- _Instructions for the task_: Make a verbatim copy of the records; pictures stay out.

- _Entries supplied_:
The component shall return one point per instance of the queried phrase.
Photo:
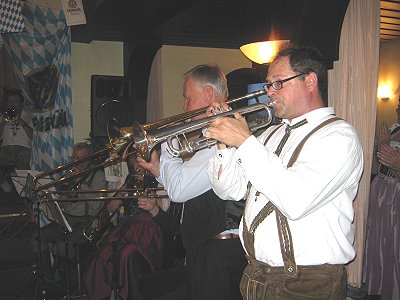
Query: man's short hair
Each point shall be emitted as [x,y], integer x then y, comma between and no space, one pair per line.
[209,75]
[307,60]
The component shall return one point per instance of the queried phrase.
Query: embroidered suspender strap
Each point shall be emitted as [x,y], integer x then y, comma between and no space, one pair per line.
[285,236]
[296,152]
[272,133]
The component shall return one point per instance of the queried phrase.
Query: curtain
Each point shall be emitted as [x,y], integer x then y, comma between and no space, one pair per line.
[353,85]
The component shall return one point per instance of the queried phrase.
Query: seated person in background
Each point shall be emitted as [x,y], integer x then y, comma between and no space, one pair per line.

- _Exercise response_:
The component shall return one point per instance of the queried phrase.
Photo:
Query: man's short hair
Each point shall be emitted as [x,y], integer x then y, comma between and no space, one pair per line.
[209,75]
[307,60]
The component shall return one point per instance of the queried phrase.
Query: embroidered suspender strap
Each point shall be emitted as [x,y], integer x then y, comma between and no space, one pair per line.
[285,236]
[296,152]
[272,133]
The component shall return one point per instance of the queried phrase.
Query: curtain
Each point shall be emitted as [x,y], integer x then y, comma between and no space, one pair per line.
[353,85]
The component shall return one point per instance of the queried phrase.
Query: seated person in background
Each point shall be emitted as [x,y], integer x then y, comma between and no space, one pair per line.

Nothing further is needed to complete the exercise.